Find each line in the records where the word "patch" appears, and copy those lines.
-------- Exercise materials
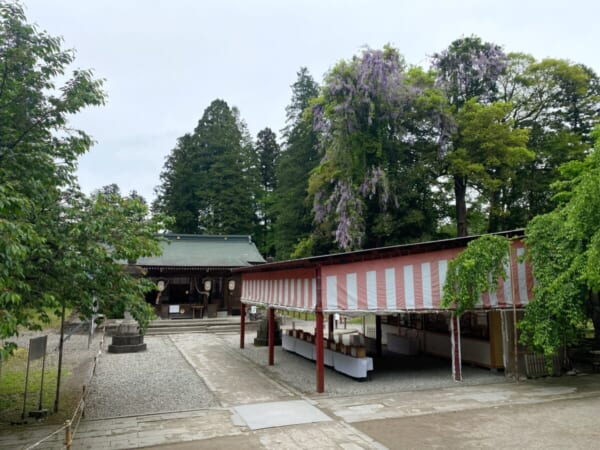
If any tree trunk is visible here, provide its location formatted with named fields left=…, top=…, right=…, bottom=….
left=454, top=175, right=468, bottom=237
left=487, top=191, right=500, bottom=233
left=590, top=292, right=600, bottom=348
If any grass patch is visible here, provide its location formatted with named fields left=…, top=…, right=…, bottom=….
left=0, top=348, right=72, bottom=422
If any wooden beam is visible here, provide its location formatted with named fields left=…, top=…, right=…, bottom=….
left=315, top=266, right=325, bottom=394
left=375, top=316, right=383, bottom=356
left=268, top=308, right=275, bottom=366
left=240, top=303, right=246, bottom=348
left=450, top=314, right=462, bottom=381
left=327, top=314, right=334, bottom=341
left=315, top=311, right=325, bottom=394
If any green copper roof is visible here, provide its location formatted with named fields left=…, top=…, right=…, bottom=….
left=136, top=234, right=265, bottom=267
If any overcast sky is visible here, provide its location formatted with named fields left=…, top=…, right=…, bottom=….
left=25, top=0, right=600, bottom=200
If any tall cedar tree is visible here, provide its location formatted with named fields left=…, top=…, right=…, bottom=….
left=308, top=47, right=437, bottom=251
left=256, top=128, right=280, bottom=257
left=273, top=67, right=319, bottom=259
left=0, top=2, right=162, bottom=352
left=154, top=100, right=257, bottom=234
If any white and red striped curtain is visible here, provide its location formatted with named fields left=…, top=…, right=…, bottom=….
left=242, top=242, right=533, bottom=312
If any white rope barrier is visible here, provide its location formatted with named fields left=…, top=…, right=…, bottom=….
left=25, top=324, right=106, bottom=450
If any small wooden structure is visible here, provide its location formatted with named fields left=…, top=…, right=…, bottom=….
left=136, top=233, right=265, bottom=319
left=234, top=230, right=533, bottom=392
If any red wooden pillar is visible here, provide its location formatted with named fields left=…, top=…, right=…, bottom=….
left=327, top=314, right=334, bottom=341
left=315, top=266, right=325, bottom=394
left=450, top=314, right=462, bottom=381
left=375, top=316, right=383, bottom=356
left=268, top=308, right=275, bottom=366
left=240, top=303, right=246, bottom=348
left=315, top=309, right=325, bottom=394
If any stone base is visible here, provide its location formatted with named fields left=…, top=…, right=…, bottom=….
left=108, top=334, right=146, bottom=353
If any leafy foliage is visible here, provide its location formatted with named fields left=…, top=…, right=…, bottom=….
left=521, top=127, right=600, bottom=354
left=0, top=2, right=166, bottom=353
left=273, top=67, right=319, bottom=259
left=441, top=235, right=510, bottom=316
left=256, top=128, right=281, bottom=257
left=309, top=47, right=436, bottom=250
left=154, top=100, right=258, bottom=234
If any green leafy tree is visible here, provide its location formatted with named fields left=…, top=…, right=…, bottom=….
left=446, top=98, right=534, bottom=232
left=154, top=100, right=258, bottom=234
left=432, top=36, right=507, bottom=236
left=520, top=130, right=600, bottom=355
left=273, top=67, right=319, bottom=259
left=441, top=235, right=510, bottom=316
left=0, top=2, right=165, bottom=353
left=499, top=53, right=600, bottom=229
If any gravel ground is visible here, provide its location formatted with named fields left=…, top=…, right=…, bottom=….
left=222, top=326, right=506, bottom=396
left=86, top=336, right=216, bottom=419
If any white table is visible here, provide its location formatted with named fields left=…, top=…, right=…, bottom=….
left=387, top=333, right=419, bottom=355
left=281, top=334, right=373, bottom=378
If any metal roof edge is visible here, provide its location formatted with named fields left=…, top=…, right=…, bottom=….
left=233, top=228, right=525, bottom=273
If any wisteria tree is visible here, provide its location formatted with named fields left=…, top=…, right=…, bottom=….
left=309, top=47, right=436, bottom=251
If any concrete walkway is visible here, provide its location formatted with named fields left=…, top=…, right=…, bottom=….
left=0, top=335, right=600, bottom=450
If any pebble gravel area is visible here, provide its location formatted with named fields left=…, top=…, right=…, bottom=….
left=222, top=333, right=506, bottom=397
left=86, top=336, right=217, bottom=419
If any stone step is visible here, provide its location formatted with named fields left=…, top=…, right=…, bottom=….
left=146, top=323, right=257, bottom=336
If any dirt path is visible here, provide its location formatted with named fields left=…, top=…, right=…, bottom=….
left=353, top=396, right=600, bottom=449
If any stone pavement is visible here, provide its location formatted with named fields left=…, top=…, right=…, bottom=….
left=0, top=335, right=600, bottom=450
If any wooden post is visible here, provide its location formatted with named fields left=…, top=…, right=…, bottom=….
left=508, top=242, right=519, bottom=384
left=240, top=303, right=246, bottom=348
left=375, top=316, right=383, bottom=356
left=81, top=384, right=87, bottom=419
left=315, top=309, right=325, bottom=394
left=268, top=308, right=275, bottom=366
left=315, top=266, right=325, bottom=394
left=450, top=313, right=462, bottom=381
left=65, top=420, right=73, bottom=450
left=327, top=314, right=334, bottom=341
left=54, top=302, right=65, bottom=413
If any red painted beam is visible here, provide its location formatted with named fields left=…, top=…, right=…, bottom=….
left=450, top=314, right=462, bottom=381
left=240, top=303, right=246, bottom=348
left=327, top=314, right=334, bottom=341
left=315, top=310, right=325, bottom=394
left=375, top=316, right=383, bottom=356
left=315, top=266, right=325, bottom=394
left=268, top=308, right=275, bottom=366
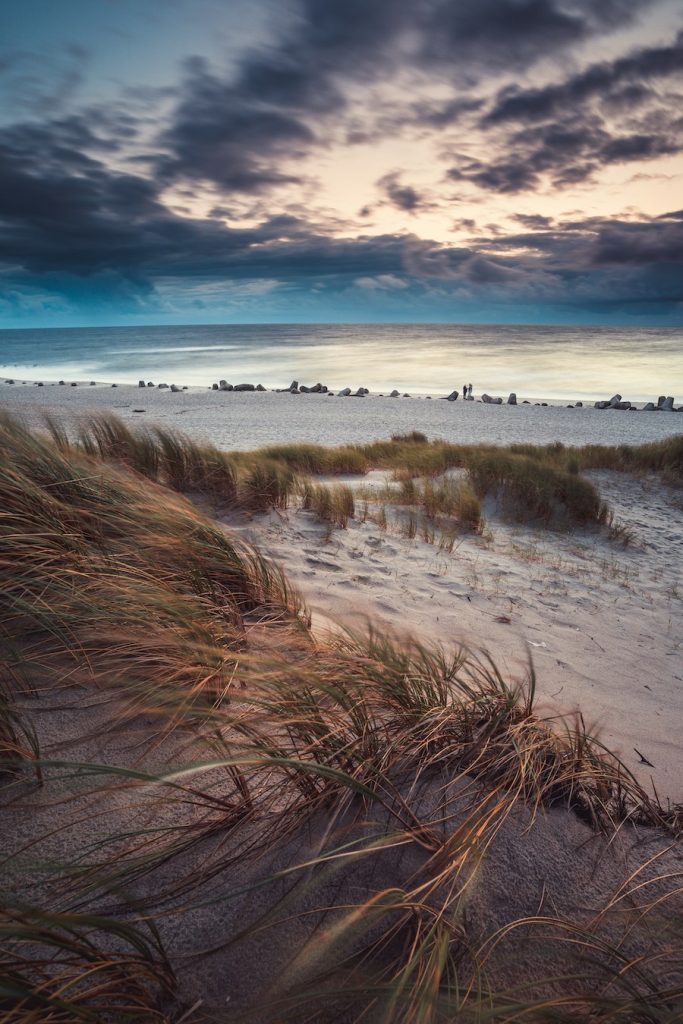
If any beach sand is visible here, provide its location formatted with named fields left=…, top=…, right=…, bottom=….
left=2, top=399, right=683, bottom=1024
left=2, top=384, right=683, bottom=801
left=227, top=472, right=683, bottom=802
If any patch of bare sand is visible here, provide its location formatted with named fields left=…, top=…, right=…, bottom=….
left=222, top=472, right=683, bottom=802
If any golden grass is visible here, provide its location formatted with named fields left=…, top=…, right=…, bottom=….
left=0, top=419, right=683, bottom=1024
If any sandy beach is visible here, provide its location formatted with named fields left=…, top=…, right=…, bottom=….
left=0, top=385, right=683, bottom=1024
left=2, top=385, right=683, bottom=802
----------------
Task solution:
If any grass patch is visible here, provide its location formatted with named fields left=…, top=…, right=…, bottom=….
If any patch of bare sand is visible here, provide its location formatted with named fields left=…, top=…, right=…, bottom=….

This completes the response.